- [ZU BEARBEITENDE AUFGABEN]
(a) Gib den Textauszug zwischen „Stadtverband: Kritik an“ und „durch das Miteinander.“, beide Stellen eingeschlossen, wortgetreu wieder.
(b) Fahre mit dem Textauszug über Günter Meurers Rede zu Verkehr und Wohnen im Anschluss an seinen letzten Satz fort.

- [TEXTAUSZUG]
===
Stadtverband: Kritik an konservativer Blockadehaltung
Dem Verkehr hatte zuvor auch Günter Meurer (FOTO) einen größeren Teil seiner Rede gewidmet. Er monierte die hoch emotional geführten Diskussionen und „Argumente von gestern“ sowie die Neigung zur Skandalisierung, wenn etwa (wie jüngst) zu einer geplanten Baustelle (B 41) noch eine nicht vorhersehbare (Planiger Straße) hinzukommt. Zugleich würden wichtige Projekte wie der Ausbau des Fleischhauer-Kreisverkehrs („ein Nadelöhr“) im Stadtrat blockiert. Für das Nebeneinander der verschiedenen Verkehrsmittel („Modal Split“) werde das IVEK in den nächsten Jahren der rote Faden sein. Denn, so Günter Meurer, das Grundrecht auf Mobilität und Freizügigkeit werde eben nicht durch die absolute Bevorzugung eines Verkehrsmittels im Straßenbild verwirklicht, sondern durch das Miteinander.
Beim Thema Bauen und Wohnen kritisierte Meurer die CDU für ihre Blockade bei wichtigen Themen: bei einer Sanierungsgesellschaft für die Neustadt (obwohl es sich um einen Vorschlag von MdL Helmut Martin - CDU - handelte), beim Geschosswohnungsbau oder auch bei dem nun in Sanierung befindlichen Brückenhaus, dessen von der SPD gewünschten Ankauf durch die Stadt die CDU vereitelt habe. Mit dem Effekt, so Meurer, dass die Stadt dem damaligen Käufer nun 90.000 € Sanierungsunterstützung zahle, wofür die SPD und die OB die Prügel einstecken müssten.
===
Gespeicherte Dateneinträge:

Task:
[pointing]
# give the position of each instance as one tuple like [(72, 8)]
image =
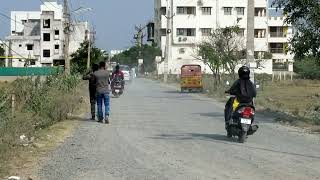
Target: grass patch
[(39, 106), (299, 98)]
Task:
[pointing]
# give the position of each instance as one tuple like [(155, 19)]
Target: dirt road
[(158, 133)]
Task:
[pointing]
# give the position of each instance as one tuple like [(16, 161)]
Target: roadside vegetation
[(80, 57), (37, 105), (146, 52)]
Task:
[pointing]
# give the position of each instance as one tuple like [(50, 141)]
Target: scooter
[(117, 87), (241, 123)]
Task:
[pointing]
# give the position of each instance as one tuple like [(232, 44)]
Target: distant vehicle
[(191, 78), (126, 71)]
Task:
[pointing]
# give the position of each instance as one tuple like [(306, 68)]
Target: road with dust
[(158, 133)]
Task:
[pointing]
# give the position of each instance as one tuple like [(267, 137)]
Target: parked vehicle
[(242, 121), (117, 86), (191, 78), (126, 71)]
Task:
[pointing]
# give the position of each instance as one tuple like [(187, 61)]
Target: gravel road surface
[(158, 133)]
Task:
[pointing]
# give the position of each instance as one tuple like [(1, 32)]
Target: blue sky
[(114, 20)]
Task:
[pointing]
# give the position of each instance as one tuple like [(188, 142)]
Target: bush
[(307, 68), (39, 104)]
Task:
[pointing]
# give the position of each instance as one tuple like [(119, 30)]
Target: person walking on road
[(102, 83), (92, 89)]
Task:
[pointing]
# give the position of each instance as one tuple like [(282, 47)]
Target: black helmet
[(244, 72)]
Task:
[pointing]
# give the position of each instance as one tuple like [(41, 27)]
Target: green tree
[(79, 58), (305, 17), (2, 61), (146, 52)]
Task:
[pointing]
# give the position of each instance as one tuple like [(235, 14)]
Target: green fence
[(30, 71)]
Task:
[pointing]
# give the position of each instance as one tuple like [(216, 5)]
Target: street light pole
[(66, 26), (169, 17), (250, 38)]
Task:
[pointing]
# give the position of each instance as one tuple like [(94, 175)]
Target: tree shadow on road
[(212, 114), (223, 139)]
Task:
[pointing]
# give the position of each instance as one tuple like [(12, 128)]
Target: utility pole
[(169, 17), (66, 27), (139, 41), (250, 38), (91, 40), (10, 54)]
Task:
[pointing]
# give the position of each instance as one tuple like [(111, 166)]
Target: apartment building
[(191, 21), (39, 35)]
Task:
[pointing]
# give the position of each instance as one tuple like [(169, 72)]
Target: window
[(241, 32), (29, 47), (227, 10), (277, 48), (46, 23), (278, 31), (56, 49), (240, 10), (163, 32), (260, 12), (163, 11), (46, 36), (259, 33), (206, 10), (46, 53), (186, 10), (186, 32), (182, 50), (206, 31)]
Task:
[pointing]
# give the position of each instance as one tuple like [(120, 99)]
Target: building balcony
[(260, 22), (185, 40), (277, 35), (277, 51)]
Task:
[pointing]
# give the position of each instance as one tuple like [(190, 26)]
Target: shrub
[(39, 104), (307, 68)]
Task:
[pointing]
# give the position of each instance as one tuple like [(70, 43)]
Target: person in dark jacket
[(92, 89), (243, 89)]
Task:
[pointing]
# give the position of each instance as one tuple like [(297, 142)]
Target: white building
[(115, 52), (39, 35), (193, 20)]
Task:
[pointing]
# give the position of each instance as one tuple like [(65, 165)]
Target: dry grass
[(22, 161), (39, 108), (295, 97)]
===
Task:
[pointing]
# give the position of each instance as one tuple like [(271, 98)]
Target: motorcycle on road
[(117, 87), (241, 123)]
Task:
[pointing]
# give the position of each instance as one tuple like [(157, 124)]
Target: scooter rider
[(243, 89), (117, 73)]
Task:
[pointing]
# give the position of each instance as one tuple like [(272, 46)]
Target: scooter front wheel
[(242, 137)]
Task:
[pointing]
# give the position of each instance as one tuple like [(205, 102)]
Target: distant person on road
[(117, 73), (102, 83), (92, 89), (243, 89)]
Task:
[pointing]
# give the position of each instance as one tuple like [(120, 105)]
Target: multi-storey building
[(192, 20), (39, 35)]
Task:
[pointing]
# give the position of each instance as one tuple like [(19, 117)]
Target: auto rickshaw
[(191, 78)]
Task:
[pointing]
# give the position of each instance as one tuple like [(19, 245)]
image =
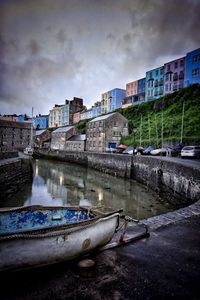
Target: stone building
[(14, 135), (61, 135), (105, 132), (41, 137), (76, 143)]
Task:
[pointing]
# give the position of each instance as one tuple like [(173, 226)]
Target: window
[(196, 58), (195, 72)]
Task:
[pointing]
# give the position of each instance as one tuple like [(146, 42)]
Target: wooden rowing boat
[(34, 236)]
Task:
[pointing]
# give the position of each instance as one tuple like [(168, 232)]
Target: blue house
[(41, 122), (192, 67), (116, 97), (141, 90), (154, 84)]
===
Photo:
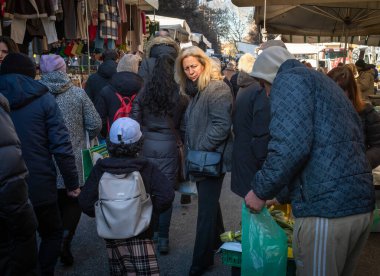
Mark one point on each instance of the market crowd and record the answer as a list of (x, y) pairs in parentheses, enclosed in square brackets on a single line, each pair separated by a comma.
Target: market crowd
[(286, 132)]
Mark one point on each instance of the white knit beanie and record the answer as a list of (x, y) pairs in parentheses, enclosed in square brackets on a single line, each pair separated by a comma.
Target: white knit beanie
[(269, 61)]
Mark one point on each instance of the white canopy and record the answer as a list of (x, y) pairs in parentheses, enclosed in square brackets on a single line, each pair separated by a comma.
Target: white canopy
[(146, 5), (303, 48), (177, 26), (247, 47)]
===
- [LÖSUNGEN NACH NUMMERN]
(a)
Stadtverband: Kritik an konservativer Blockadehaltung
Dem Verkehr hatte zuvor auch Günter Meurer (FOTO) einen größeren Teil seiner Rede gewidmet. Er monierte die hoch emotional geführten Diskussionen und „Argumente von gestern“ sowie die Neigung zur Skandalisierung, wenn etwa (wie jüngst) zu einer geplanten Baustelle (B 41) noch eine nicht vorhersehbare (Planiger Straße) hinzukommt. Zugleich würden wichtige Projekte wie der Ausbau des Fleischhauer-Kreisverkehrs („ein Nadelöhr“) im Stadtrat blockiert. Für das Nebeneinander der verschiedenen Verkehrsmittel („Modal Split“) werde das IVEK in den nächsten Jahren der rote Faden sein. Denn, so Günter Meurer, das Grundrecht auf Mobilität und Freizügigkeit werde eben nicht durch die absolute Bevorzugung eines Verkehrsmittels im Straßenbild verwirklicht, sondern durch das Miteinander.

(b)
„Destruktive Mehrheiten“ im Stadtrat
Die Aufgabe der SPD sehe er darin, „soziale Balancen“ durch konkretes Handeln in den Lebensverhältnissen der Stadt herzustellen. Das bedeute, in Bad Kreuznach einen Beitrag zu den großen Themen wie Wohnen, Klima oder Pandemie zu leisten. Umso erschreckender sei es, die Stadtpolitik in ihrem derzeitigen Zustand erleben zu müssen. „Es werden immer wieder destruktive Mehrheiten gefunden, einfach nur, um Projekte zu behindern und zu bekämpfen.“ Es werde versucht, das Wachstum des Mittelzentrums zu verhindern und insbesondere Geschosswohnungsbau zu blockieren. „In der CDU scheint sich eine Haltung durchzusetzen, die die Stadtentwicklung auf dem Status quo einfrieren will.“ Dabei lägen in der Stadtentwicklung wichtige Weichenstellungen auch für die Wirtschaft und deren Erfolg bei der Beschäftigten- und Azubisuche.
Trendumkehr bei Mitgliederzahlen
Mit dem Status der SPD hingegen gab sich Günter Meurer sehr zufrieden, was wesentlich mit den Wahlerfolgen der SPD und ihrer Kandidaten Michael Simon (Landtag) und Dr. Joe Weingarten (Bundestag) zu tun habe. Außerdem werde die Mainzer Ampel als Blaupause für die Regierungsarbeit in Berlin genommen. Die Wahrnehmung der SPD habe sich zum Guten gewendet, was aber „mit Sicherheit kein Grund für Hochmut“ sei. Denn trotz der momentanen Trendumkehr mit Parteieintritten in nennenswerter Zahl werde die Partei weiter schrumpfen, weil Jo-Jo-Effekte wegen einer geringen Bindung an Parteien zum Normalfall würden und das heute gewonnene politische Kapital schnell wieder verspielt sein könnte. Mehr dessen, was gemeinhin als Basisarbeit bezeichnet wird, soll diesem Effekt im Ortsverband entgegenwirken.
Denn mit Blick auf bevorstehende Veränderungsprozesse müsse man davon ausgehen, dass viele Wähler*innen von der SPD erwarten, dass sie die negativ spürbaren individuellen Konsequenzen fernhalte und das Gute bewahre. „Vor Härten schützen“ — dafür stehe die Sozialdemokratie, doch werde die Umsetzung eine absolute Gratwanderung sein. So könnte nach der Euphorie den Sozialdemokraten schnell ein harter Wind ins Gesicht wehen, wenn für steigende Energiepreise und Inflation „sehr bald Sündenböcke gesucht und auch sehr schnell gefunden werden“.
Mithin sei der politische Erfolg kein Selbstzweck, und politische Verantwortung zu schultern bedeute heute, für die Bewältigung der Aufgaben weniger Zeit denn je zuvor zu haben. Um in dieser Situation bestehen zu können, bedürfe es nach Meinung des Stadtverbandsvorsitzenden vor allem einer belastbaren sozialdemokratischen Haltung.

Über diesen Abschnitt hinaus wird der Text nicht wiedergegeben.